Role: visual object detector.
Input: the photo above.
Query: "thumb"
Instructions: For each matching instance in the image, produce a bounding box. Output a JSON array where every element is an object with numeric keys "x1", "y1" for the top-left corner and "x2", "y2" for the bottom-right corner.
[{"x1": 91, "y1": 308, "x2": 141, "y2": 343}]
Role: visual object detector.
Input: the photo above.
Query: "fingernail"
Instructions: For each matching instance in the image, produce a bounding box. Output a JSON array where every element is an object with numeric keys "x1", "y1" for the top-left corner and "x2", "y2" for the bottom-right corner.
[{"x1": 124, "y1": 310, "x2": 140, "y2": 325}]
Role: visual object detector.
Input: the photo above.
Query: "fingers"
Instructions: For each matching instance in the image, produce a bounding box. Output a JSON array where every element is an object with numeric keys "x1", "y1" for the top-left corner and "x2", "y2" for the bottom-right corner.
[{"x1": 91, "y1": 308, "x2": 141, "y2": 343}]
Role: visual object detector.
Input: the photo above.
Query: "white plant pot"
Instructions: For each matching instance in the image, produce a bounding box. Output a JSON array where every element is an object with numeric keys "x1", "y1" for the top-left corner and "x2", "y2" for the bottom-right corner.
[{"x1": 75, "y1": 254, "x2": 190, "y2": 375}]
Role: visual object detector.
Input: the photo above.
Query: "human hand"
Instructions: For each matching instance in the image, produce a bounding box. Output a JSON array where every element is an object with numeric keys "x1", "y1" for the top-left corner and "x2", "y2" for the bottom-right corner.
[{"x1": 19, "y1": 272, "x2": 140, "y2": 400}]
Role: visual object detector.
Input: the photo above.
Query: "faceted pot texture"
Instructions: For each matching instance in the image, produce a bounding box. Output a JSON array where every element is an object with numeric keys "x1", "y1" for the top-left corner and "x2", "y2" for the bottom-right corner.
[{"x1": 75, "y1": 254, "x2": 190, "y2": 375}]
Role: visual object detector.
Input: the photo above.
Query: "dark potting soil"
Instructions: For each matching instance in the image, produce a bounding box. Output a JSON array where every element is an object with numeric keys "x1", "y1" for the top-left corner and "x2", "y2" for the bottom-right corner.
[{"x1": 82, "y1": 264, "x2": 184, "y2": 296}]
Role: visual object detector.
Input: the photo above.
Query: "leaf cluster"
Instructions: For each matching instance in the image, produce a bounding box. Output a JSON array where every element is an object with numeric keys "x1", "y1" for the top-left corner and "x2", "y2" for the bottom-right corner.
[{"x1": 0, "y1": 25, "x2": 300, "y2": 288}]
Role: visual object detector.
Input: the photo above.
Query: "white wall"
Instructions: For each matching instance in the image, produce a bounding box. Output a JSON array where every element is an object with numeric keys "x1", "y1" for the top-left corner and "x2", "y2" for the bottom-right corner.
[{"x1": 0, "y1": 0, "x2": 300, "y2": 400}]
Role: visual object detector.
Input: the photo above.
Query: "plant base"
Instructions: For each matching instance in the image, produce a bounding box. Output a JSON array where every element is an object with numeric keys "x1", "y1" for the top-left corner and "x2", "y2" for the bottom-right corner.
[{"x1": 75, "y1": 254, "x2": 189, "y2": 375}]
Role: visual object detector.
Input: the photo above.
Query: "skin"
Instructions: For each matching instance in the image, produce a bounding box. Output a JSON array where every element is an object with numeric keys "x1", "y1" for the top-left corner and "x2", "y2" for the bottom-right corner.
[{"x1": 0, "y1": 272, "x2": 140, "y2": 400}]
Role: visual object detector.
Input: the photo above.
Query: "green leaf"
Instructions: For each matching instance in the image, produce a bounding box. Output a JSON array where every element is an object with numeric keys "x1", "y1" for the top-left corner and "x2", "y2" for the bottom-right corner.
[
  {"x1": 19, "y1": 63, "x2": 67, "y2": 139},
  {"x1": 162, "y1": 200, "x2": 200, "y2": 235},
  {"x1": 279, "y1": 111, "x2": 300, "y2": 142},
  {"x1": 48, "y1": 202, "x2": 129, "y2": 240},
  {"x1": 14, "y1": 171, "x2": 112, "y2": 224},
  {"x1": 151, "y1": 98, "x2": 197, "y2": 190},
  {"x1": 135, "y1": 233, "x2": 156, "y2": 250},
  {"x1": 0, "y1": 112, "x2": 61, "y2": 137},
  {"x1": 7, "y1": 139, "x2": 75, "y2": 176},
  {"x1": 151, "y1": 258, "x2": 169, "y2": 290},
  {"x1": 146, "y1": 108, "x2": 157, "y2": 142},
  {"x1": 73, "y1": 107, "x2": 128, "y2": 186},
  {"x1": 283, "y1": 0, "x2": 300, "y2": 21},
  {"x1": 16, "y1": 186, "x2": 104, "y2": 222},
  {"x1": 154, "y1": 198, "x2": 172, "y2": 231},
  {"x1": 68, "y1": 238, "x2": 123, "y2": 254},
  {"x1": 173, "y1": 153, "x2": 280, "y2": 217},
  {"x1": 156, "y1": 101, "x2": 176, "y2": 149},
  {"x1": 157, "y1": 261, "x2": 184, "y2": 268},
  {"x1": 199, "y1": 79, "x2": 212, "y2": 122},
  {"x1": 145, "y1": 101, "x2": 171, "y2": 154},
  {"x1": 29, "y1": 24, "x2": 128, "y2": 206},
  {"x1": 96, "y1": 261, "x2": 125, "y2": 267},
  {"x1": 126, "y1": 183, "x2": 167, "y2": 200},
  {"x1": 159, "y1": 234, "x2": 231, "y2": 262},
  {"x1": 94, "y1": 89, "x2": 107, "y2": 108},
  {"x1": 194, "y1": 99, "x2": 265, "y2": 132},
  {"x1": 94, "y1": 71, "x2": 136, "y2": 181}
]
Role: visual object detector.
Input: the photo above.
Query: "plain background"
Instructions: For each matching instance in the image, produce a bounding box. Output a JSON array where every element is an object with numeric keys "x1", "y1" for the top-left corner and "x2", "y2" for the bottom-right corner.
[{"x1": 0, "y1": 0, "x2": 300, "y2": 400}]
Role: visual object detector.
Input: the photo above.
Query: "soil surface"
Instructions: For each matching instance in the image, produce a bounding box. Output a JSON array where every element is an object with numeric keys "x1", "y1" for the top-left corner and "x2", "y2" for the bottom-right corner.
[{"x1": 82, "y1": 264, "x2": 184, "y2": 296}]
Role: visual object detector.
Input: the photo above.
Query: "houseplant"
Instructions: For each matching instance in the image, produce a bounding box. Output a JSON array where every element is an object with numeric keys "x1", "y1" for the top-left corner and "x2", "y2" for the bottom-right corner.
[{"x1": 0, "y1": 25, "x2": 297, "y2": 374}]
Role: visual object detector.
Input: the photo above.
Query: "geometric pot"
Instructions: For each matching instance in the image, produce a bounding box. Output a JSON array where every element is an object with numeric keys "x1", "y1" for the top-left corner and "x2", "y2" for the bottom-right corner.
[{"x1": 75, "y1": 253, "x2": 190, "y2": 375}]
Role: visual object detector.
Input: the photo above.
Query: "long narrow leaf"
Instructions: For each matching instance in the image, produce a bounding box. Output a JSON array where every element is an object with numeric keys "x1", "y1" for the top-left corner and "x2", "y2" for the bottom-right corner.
• • • •
Extract the full set of entries word for word.

Role: visual object detector.
Input: the photo above.
Query: "thumb"
Instructions: For each matching instance in the image, produce a bounding box. Output a JSON array where every element is an object with numeric keys "x1", "y1" for the top-left corner and "x2", "y2" for the bottom-right corner.
[{"x1": 91, "y1": 308, "x2": 141, "y2": 343}]
Role: visual object detector.
Input: the photo above.
Query: "fingernail"
Instructions: For each matching instance in the image, produce a bounding box. Output a JSON array where every element is an object with numeric keys "x1", "y1" for the top-left corner and "x2", "y2" for the bottom-right corner.
[{"x1": 124, "y1": 310, "x2": 140, "y2": 325}]
Role: visual object detector.
Input: the photo above.
Query: "fingers"
Instructions: For each matching instance in the image, produce a bounding box. Output a JSON array where every element is an object with numeric keys "x1", "y1" for the top-left corner and "x2", "y2" for the bottom-right corner.
[{"x1": 91, "y1": 308, "x2": 141, "y2": 343}]
Role: visual object detector.
Input: the photo above.
Query: "white plant pot"
Instructions: For each matching instance in the image, produce a bounding box. Output a JSON array where every element is an object with numeric keys "x1", "y1" for the top-left corner and "x2", "y2" for the bottom-right corner.
[{"x1": 75, "y1": 254, "x2": 190, "y2": 375}]
Role: visual object detector.
Input: the photo above.
Query: "human hand"
Instructions: For each matching instance in the image, produce a bounding box. Output a JSON array where every element is an object with numeric keys "x1", "y1" for the top-left corner and "x2", "y2" for the bottom-right corner.
[{"x1": 19, "y1": 272, "x2": 140, "y2": 400}]
Role: visual object detector.
Input: the photo above.
Query: "faceted pot texture"
Instructions: For each matching instance in the image, produce a bounding box. Output a JSON array where every element is an object with numeric keys "x1", "y1" for the top-left corner and "x2", "y2" for the bottom-right corner.
[{"x1": 75, "y1": 254, "x2": 190, "y2": 375}]
Role: visual object detector.
Input: the photo above.
Query: "dark potting soil"
Instructions: For each matching instance in the image, produce a bounding box. Output a JSON array where every element is an object with numeric keys "x1", "y1" for the top-left corner and "x2", "y2" for the bottom-right corner.
[{"x1": 82, "y1": 264, "x2": 184, "y2": 296}]
Role: visual object detector.
Input: the photo above.
Query: "leaf cluster"
Instructions: For each matching instance in the image, produce a bounding box. Output a JSON array where every element is an object with numeric keys "x1", "y1" for the top-left corner and "x2", "y2" for the bottom-right corner.
[{"x1": 0, "y1": 25, "x2": 300, "y2": 288}]
Role: visual object detector.
Input: the photo above.
Query: "white wall"
Instructions: For each matching instance in the image, produce a bounding box. Output a JSON array where every element is an object with numeric keys "x1", "y1" for the top-left corner and "x2", "y2" for the bottom-right corner.
[{"x1": 0, "y1": 0, "x2": 300, "y2": 400}]
Role: visual object detector.
Input: the photo above.
Query: "plant base"
Instructions: For each matching instance in the image, produce a bounding box. Output a JSON array where every element is an object with numeric keys "x1", "y1" for the top-left corner and "x2", "y2" for the bottom-right corner.
[{"x1": 75, "y1": 254, "x2": 189, "y2": 375}]
Role: visual object detector.
Input: the photo above.
Query: "skin"
Instructions: For each matching instance in the image, produce a bounding box. Output a JSON array where every element is an object with numeric keys "x1", "y1" for the top-left corner and "x2", "y2" for the bottom-right corner.
[{"x1": 0, "y1": 272, "x2": 140, "y2": 400}]
Role: visual object detector.
Input: the photo above.
Query: "green leaf"
Instructions: For each matching instance in the image, produce a bounding box. Output a JSON array where every element is an object with numeric keys "x1", "y1" for the top-left corner and "x2", "y2" for the bottom-right corner.
[
  {"x1": 19, "y1": 63, "x2": 67, "y2": 139},
  {"x1": 162, "y1": 200, "x2": 200, "y2": 235},
  {"x1": 279, "y1": 111, "x2": 300, "y2": 142},
  {"x1": 48, "y1": 202, "x2": 129, "y2": 240},
  {"x1": 14, "y1": 171, "x2": 112, "y2": 224},
  {"x1": 151, "y1": 98, "x2": 197, "y2": 190},
  {"x1": 135, "y1": 233, "x2": 156, "y2": 250},
  {"x1": 0, "y1": 112, "x2": 61, "y2": 137},
  {"x1": 7, "y1": 139, "x2": 75, "y2": 176},
  {"x1": 151, "y1": 258, "x2": 169, "y2": 290},
  {"x1": 146, "y1": 108, "x2": 157, "y2": 142},
  {"x1": 73, "y1": 107, "x2": 128, "y2": 186},
  {"x1": 283, "y1": 0, "x2": 300, "y2": 21},
  {"x1": 16, "y1": 186, "x2": 104, "y2": 222},
  {"x1": 154, "y1": 198, "x2": 172, "y2": 231},
  {"x1": 68, "y1": 238, "x2": 123, "y2": 254},
  {"x1": 173, "y1": 153, "x2": 280, "y2": 217},
  {"x1": 156, "y1": 101, "x2": 176, "y2": 149},
  {"x1": 157, "y1": 261, "x2": 184, "y2": 268},
  {"x1": 199, "y1": 79, "x2": 212, "y2": 122},
  {"x1": 145, "y1": 101, "x2": 171, "y2": 154},
  {"x1": 29, "y1": 24, "x2": 128, "y2": 206},
  {"x1": 96, "y1": 261, "x2": 125, "y2": 267},
  {"x1": 126, "y1": 183, "x2": 167, "y2": 200},
  {"x1": 159, "y1": 234, "x2": 231, "y2": 262},
  {"x1": 94, "y1": 89, "x2": 107, "y2": 108},
  {"x1": 194, "y1": 99, "x2": 265, "y2": 132},
  {"x1": 94, "y1": 71, "x2": 136, "y2": 181}
]
Role: visual object detector.
Input: the photo above.
Query: "plain background"
Instructions: For each matching instance in the image, produce a bounding box. Output a JSON array where every element is an object with numeric keys "x1", "y1" for the top-left corner and "x2", "y2" for the bottom-right corner.
[{"x1": 0, "y1": 0, "x2": 300, "y2": 400}]
Role: visual object detector.
Input: the photo above.
Query: "soil surface"
Instructions: For each matching instance in the image, produce a bounding box. Output a JSON array where every element is an object with numeric keys "x1", "y1" for the top-left corner and "x2", "y2" for the bottom-right corner.
[{"x1": 82, "y1": 264, "x2": 184, "y2": 296}]
Role: visual object detector.
Input: the photo above.
Query: "houseplant"
Instructions: For each matching instance in the image, produce a bounding box. Output a JSON array where every element is an object with numeric keys "x1", "y1" for the top-left corner and "x2", "y2" for the bottom-right corner.
[{"x1": 0, "y1": 25, "x2": 297, "y2": 374}]
Role: visual object detector.
Input: the photo above.
Query: "geometric pot"
Instructions: For each matching instance in the image, produce a bounding box. Output a JSON array where every element is an object with numeric keys "x1", "y1" for the top-left corner and "x2", "y2" for the bottom-right corner.
[{"x1": 75, "y1": 253, "x2": 190, "y2": 375}]
Role: visual object detector.
Input: the photo above.
Query: "long narrow leaf"
Instructions: For each matching instance in the image, produce a bounding box. Output a JSON array where every element is an object with numeric keys "x1", "y1" for the top-left corner and "x2", "y2" for the bottom-right corner.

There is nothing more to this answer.